→ **PROBLEM**
Restate, exactly as written, the entries below from the line that holds "like point(469, 394)" through the line that holds "# test: pin the wet". Pictures are not part of the copy.

Records drawn from a dataset
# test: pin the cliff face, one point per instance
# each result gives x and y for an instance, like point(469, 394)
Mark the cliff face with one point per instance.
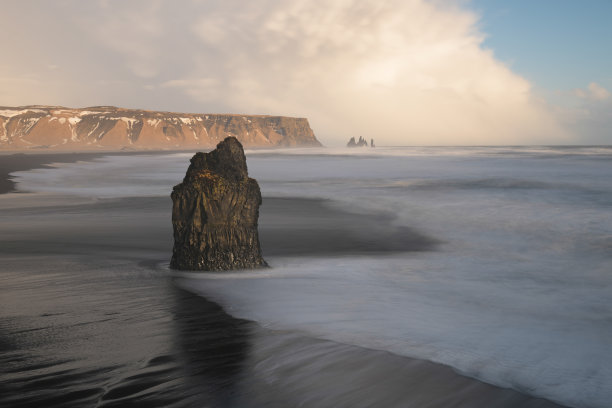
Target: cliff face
point(215, 212)
point(107, 127)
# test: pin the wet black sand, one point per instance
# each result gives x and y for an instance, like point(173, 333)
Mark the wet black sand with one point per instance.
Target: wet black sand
point(91, 316)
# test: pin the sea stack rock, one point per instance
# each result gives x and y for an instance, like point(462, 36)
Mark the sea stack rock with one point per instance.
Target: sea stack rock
point(215, 212)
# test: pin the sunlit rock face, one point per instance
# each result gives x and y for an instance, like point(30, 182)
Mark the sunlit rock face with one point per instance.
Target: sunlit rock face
point(215, 212)
point(110, 128)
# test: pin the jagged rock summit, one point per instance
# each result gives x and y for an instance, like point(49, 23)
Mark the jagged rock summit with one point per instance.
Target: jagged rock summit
point(215, 213)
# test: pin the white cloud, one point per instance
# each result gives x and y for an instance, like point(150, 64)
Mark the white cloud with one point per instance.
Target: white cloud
point(598, 92)
point(403, 72)
point(398, 71)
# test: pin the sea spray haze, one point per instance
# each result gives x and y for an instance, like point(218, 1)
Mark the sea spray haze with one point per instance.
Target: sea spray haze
point(513, 287)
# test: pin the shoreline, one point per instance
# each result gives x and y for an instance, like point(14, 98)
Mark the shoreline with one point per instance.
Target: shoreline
point(420, 377)
point(21, 161)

→ **ANSWER FOR THIS EXERCISE**
# each result gives x and y for an instance, like point(469, 394)
Mark the cliff face with one point per instance.
Target: cliff face
point(215, 212)
point(107, 127)
# test: pin the wet black sand, one point per instance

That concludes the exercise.